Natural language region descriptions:
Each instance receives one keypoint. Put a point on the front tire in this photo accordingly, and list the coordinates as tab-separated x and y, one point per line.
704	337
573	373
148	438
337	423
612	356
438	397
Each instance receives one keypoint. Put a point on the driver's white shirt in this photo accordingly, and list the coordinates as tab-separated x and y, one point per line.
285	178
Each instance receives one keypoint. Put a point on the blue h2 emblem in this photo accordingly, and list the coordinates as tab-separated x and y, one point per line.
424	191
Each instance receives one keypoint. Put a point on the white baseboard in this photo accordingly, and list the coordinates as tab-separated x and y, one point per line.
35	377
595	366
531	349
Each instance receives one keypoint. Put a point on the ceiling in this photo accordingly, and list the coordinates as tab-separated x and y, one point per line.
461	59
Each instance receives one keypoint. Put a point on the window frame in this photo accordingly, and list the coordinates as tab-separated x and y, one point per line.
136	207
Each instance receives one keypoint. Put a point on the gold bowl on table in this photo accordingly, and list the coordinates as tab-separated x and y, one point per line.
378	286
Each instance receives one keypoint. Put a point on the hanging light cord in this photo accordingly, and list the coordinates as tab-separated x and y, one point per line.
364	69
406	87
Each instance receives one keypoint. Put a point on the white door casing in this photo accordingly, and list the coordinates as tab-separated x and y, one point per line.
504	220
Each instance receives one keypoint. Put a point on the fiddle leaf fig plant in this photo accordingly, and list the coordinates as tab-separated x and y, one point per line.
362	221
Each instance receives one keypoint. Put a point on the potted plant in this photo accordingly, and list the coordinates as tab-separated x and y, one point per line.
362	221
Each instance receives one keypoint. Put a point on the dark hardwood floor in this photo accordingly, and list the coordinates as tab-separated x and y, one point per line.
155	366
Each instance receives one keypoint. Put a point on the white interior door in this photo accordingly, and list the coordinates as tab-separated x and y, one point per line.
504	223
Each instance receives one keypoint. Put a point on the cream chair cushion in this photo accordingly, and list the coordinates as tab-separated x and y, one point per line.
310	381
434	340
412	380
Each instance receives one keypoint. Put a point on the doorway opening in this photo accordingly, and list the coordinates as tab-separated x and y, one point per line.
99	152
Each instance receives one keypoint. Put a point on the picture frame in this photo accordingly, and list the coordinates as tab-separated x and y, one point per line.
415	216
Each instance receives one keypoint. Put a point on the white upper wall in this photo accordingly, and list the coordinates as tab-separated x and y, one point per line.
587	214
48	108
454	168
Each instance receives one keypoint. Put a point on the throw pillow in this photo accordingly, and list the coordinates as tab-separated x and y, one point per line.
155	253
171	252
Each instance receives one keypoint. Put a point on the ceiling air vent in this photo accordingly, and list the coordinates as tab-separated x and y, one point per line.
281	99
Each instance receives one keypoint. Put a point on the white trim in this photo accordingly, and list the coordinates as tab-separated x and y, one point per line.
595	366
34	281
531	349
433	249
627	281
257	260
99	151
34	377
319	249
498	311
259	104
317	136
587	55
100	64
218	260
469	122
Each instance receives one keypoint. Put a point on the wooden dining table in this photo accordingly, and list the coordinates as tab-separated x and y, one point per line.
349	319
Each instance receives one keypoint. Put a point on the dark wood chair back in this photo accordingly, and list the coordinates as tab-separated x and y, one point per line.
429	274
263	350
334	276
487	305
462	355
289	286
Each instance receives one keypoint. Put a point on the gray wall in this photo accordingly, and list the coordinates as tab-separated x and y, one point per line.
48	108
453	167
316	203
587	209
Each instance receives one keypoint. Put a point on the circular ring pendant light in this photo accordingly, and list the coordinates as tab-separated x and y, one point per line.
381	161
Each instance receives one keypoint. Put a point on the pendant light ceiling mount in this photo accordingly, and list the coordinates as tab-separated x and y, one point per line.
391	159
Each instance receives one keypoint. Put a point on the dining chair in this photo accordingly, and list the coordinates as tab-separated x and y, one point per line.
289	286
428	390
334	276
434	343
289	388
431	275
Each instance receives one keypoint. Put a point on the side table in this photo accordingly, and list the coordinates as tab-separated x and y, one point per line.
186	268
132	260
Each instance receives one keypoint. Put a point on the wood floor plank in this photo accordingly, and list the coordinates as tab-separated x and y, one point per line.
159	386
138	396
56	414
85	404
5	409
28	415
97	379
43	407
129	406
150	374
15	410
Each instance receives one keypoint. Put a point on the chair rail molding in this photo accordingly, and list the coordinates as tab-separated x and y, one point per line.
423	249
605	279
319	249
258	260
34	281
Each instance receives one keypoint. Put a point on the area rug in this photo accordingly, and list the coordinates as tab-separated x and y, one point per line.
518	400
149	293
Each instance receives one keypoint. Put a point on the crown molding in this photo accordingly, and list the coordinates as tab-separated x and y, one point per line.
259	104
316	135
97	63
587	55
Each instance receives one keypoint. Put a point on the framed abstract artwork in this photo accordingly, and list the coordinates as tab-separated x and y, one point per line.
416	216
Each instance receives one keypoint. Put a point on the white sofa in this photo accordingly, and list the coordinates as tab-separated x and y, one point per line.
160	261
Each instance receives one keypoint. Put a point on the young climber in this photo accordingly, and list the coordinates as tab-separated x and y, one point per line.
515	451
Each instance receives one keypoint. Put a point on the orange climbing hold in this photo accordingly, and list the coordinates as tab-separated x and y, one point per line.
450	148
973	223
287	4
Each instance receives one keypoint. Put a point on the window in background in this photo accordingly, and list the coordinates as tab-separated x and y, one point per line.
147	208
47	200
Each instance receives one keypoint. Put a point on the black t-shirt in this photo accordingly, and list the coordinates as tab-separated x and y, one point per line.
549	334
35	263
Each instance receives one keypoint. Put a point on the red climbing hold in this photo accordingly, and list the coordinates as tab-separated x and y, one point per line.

▶ _Exercise prompt_: Look above for the line containing "the window in", then please write out that line and each one after it through the end, exactly, with nothing else.

▶ _Completed exercise_:
Each instance receives one keypoint. Put a point on the window in background in this photo accordingly, and list the coordinates as tab-separated x and y, one point per line.
147	208
47	200
Each instance receives one keypoint. Put a point on the black t-shirt in this photo accordingly, and list the coordinates as tab-separated x and y, one point per line.
549	334
35	263
Each instance receives one keypoint. Put a point on the red climbing hold in this photo accordingly, and list the coordinates as tab-separated x and y, one point per line.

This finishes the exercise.